Object pointing dataset rows –
◆ ◆ ◆ ◆
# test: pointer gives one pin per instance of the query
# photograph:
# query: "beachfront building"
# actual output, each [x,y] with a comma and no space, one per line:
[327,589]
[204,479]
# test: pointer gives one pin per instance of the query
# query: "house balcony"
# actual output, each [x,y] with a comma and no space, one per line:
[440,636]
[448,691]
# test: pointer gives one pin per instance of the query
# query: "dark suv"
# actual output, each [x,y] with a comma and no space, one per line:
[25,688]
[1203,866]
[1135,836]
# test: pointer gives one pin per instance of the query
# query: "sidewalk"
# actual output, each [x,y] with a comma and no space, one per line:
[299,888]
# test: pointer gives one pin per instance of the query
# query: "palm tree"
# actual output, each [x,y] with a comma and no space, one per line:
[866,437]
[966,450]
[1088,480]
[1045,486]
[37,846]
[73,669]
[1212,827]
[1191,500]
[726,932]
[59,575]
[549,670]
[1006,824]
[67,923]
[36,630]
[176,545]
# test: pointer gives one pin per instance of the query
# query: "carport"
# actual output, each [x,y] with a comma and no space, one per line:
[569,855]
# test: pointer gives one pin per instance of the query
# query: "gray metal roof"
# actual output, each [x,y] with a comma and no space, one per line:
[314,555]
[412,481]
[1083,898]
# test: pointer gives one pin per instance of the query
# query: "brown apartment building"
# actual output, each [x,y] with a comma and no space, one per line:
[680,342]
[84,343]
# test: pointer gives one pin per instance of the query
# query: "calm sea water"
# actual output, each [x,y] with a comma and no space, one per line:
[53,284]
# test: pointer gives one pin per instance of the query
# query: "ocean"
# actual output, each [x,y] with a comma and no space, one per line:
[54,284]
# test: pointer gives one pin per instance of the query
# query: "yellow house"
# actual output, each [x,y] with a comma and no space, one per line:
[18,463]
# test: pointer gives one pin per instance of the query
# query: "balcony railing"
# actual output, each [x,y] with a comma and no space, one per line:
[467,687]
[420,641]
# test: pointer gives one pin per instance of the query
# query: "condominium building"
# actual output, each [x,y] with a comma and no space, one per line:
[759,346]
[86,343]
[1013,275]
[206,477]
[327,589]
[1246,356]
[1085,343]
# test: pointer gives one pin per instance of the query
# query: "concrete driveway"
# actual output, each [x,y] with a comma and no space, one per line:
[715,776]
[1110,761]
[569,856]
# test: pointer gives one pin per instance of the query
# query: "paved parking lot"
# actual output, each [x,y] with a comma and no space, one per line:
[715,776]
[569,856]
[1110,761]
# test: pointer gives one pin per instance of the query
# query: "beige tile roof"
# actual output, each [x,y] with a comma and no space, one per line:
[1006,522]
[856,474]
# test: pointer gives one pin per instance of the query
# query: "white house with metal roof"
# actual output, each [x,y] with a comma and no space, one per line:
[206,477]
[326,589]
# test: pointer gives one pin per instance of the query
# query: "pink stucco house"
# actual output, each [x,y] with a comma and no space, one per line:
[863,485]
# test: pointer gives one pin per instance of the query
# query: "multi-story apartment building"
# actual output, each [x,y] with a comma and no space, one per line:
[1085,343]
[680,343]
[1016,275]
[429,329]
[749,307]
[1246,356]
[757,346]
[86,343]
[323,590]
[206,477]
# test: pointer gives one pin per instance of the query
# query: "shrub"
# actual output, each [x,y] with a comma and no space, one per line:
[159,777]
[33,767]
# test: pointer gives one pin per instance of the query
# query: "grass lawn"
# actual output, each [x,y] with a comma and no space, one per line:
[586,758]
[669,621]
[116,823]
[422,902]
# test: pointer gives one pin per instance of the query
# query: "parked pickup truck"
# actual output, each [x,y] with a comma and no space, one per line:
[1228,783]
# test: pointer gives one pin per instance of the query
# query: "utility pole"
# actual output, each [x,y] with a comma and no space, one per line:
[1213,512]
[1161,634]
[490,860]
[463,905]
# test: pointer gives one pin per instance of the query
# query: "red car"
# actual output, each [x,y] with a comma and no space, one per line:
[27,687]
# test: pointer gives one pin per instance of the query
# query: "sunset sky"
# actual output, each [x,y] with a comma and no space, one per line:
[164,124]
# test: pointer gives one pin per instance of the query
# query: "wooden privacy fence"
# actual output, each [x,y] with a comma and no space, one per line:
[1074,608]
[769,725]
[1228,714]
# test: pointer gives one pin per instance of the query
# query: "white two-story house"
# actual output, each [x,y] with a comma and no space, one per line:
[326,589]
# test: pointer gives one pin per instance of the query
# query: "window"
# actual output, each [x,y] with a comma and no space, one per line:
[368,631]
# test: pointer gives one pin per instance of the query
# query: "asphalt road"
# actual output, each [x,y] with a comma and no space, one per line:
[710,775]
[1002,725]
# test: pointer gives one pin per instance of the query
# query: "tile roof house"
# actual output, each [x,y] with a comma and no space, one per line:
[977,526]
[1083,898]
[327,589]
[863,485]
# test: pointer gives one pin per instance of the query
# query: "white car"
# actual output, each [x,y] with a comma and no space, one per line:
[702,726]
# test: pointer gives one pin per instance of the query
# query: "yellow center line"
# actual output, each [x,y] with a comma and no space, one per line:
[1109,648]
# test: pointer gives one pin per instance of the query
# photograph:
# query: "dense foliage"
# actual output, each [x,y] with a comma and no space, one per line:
◆ ◆ ◆ ◆
Work instructions – Restate every record exactly, leaving nothing out.

Exercise result –
# test: pointer gives one pin per instance of the query
# photograph:
# query: "beachfront building"
# actual output, each [x,y] with a comma and no space, one per line:
[327,589]
[204,479]
# test: pointer gives one pin per instance of the query
# query: "house balcony"
# actual output, each [x,y] with a comma and no space, one per line:
[440,636]
[448,691]
# test: pointer gives one pin per instance of the query
# query: "dark suv"
# actual output, each [x,y] with a comma and no space, one per line:
[25,688]
[1203,866]
[1135,836]
# test: pointer gives one pin per instance of the query
# query: "sidewalk"
# actual output, each [x,y] with a comma and no space, one per line:
[299,888]
# test: pointer gives one pin per instance of the query
# query: "palm tree"
# actual output, each [x,y] with a comma and no space, one per line:
[866,437]
[966,450]
[1088,480]
[1045,486]
[37,846]
[73,669]
[1212,827]
[1191,500]
[726,932]
[59,575]
[549,670]
[1006,824]
[67,923]
[36,630]
[176,545]
# test: pointer gives one pin per instance of the query
# query: "carport"
# actual output, each [x,y] with a comma and no space, one per line:
[569,855]
# test: pointer gives one pin per instance of the query
# query: "gray metal roof"
# actual output, each [x,y] with a comma and no space, one per line:
[314,555]
[412,481]
[1083,898]
# test: pointer gives one pin per instance of the query
# query: "brown apartment building"
# actual output, each [x,y] with a comma and no space, one per line:
[680,342]
[84,343]
# test: pointer gives one pin per instance of the query
# query: "calm sea water"
# actual output, each [x,y] with a comma and no space, one per line:
[53,284]
# test: pointer gives one pin per instance of the query
# query: "ocean"
# actual output, each [x,y] with a comma and no space, one per line:
[54,284]
# test: pointer gives one pin per instance of the query
# query: "yellow house"
# actual output, each [x,y] with a comma and no space, one per line:
[18,463]
# test: pointer gives one pin per instance of the query
# query: "balcony railing"
# actual output, each [x,y] with a comma and no space, one per line:
[467,687]
[420,641]
# test: pointer gives one pin per instance of the query
# query: "condominium building"
# actual output, each [x,y] with a comma and no space, one per line:
[759,346]
[86,343]
[1013,275]
[206,477]
[327,589]
[1246,356]
[1085,343]
# test: pointer gives one pin per instance of the query
# query: "concrete driveway"
# actual output, each [x,y] with a comma and no space, one per line:
[715,776]
[1110,761]
[569,856]
# test: pointer gives one pin per instance of the query
# query: "paved parking lot"
# actual output, each [x,y] with a comma and no space, one per line:
[715,776]
[569,856]
[1110,761]
# test: pointer gives one pin per instance of the query
# query: "beige tile roof"
# actual output, each [x,y] with a comma and no space, one per line:
[1006,522]
[856,474]
# test: pointer gives one pin per instance of the query
# query: "white house with metal roof"
# actual output, each [x,y] with a comma and no space, one per line:
[206,477]
[326,589]
# test: pointer gives one pin per instance of the query
# query: "pink stucco house"
# actual output, each [x,y] with a comma and no space, one per line:
[863,485]
# test: pointer gives one pin per instance of the query
# query: "multi-story apartment building"
# actual output, each [x,y] with a comma and no space, one per line:
[1085,343]
[680,343]
[1016,275]
[429,329]
[749,307]
[1246,356]
[757,346]
[86,343]
[323,590]
[206,477]
# test: pointer gives one pin per instance of the query
# query: "shrub"
# actual output, each [x,y] with a comma and no space, one per line:
[159,777]
[33,767]
# test: pointer gives one pin per instance of the query
# query: "grass lawn"
# actual output, each [x,y] with a comma and no space, one per line:
[586,758]
[669,621]
[116,823]
[422,902]
# test: pointer gives one pin per instance of the query
# query: "parked pickup truck"
# actual output, each [x,y] with a comma and no space, one per line:
[1228,783]
# test: pointer gives one pin per instance of the query
# query: "utility pole"
# actual output, each [x,y] with a comma and no space, one per line:
[1213,512]
[1161,634]
[490,860]
[463,905]
# test: pointer gives one pin per instance of the query
# query: "red car"
# actual output, each [x,y] with a comma and no space, one per line:
[27,687]
# test: pointer gives one pin per instance of the query
# query: "sunset sky"
# actual output, each [x,y] with a comma and no space, one per line:
[164,124]
# test: pointer gives one pin per instance of the query
# query: "wooden privacy fence"
# actual output, each [x,y] with a comma and no space, one per line:
[1074,608]
[769,725]
[1228,714]
# test: pointer gives one pin per instance of the query
# query: "white two-story house"
# actual output, each [x,y] with a comma and no space, one per line:
[326,589]
# test: pointer gives one pin per instance of the query
# query: "window"
# actual output, each [x,y] with a comma and no space, one per line:
[368,631]
# test: pointer gives one pin per instance of the query
# query: "asphalt road"
# actual output, each [x,y] with a comma and no space, one per line:
[710,775]
[1002,725]
# test: pointer gives one pin per instance of the query
# query: "tile roof house"
# actual output, each [x,y] with a comma and no space, one per line:
[977,526]
[1083,898]
[327,589]
[863,485]
# test: pointer gives one pin per instance of the query
# query: "white car"
# actual output, each [x,y] with a comma and no space, one per line:
[702,726]
# test: pointer gives one pin per instance of the query
# query: "yellow center line"
# actual output, each [x,y] with a comma and no space, one per line:
[1109,648]
# test: pointer gives one pin per instance of the query
# photograph:
# query: "dense foliage"
# actual output, each [x,y] with a comma and no space, one per line:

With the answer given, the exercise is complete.